• _EXERCISE PROMPT_
Render the lines of the material from the line holding "output [[163, 408]]." through the line holding "[[156, 578], [137, 168], [145, 388], [166, 734], [174, 862]]", inclusive, as a JSON list of strings with one string per line and any blank lines left out.

━━ DATA PROVIDED

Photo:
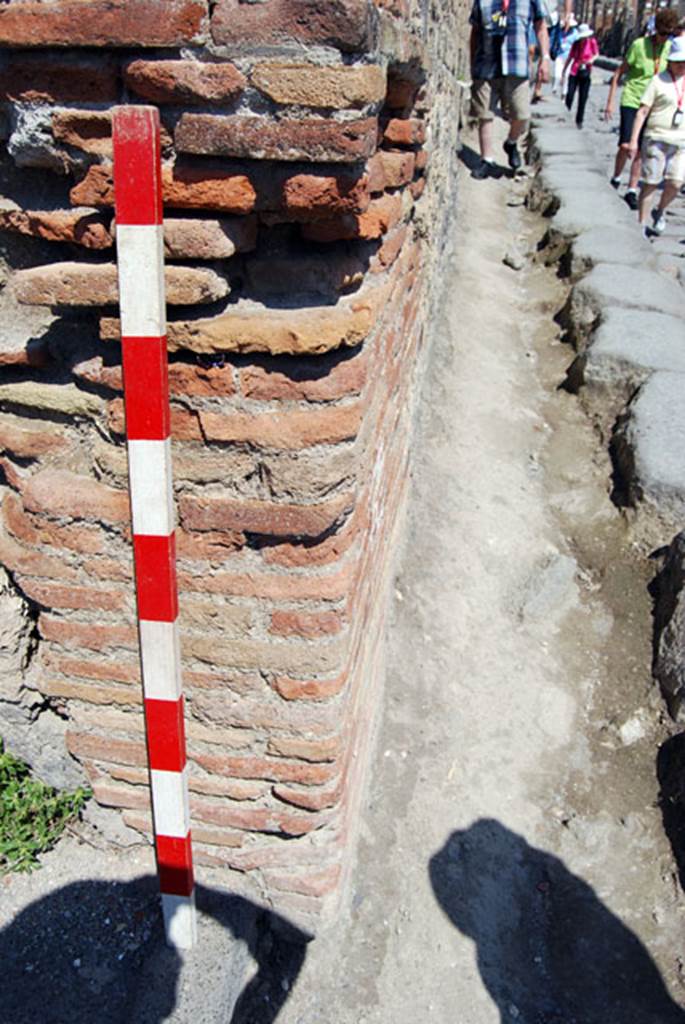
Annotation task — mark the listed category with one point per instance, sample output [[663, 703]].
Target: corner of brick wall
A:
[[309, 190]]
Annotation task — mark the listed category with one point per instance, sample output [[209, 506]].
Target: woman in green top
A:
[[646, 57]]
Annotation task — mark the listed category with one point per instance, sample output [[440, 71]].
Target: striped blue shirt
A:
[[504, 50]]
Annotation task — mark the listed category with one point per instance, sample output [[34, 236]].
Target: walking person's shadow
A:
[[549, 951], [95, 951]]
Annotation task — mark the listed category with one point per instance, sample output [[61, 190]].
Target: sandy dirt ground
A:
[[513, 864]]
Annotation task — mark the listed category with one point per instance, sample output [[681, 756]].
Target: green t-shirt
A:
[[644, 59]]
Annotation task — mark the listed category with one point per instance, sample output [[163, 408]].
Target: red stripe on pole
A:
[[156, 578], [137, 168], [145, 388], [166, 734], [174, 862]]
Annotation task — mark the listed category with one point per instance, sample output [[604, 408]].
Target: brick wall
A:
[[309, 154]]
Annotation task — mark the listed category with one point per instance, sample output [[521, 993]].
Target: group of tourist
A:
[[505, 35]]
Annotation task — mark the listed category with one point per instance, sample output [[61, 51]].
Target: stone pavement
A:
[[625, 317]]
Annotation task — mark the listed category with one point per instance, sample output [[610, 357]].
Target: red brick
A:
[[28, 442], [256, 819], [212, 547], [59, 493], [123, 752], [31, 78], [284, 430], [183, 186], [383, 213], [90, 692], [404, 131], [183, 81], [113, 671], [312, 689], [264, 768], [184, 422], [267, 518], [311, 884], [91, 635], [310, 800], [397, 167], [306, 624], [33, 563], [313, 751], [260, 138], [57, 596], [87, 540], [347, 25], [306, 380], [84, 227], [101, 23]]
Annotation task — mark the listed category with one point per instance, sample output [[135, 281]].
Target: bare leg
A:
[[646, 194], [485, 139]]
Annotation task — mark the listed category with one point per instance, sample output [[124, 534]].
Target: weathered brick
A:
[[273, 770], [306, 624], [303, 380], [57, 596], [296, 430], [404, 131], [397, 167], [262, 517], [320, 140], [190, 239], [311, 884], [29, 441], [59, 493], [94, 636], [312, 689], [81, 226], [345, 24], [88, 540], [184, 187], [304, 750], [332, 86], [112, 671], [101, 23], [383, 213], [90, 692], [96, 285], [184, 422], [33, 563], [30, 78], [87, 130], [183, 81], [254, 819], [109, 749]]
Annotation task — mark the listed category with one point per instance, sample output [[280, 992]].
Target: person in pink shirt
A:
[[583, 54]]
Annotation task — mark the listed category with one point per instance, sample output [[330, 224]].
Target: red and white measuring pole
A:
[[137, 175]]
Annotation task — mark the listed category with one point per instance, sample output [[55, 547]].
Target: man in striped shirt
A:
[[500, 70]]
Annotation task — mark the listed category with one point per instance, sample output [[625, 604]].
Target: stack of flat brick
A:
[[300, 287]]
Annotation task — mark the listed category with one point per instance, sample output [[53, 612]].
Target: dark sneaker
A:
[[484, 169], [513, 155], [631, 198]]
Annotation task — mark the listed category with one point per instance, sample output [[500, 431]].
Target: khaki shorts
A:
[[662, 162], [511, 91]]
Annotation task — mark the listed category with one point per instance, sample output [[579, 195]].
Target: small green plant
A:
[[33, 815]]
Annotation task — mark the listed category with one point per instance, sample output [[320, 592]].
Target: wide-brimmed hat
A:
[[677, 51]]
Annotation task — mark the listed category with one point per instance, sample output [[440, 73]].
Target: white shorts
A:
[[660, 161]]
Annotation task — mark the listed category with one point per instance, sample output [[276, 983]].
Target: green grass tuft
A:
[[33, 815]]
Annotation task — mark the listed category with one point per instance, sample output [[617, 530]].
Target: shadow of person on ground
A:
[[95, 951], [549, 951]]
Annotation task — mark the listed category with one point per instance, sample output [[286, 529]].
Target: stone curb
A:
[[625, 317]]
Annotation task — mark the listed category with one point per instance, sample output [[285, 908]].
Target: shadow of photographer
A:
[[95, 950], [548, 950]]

━━━━

• _WRITTEN REPLY_
[
  "Annotation task — mark the listed category with one point per instance, sample output [[163, 408]].",
  "Target: red stripe on pole",
  "A:",
  "[[156, 578], [137, 168], [145, 388], [166, 734], [174, 862]]"
]